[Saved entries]
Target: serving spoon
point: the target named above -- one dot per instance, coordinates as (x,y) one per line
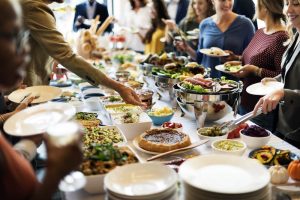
(194,145)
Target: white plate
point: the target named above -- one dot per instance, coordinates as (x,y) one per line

The problem: The entries above need to be transcribed word for word, and the pictures stay out.

Reply to the exercise:
Target: serving spoon
point: the target named above -- one dot per instance, coordinates as (x,y) one per line
(194,145)
Target: white plate
point: the target named above -- one dot per instance, coordinates as (x,y) one per line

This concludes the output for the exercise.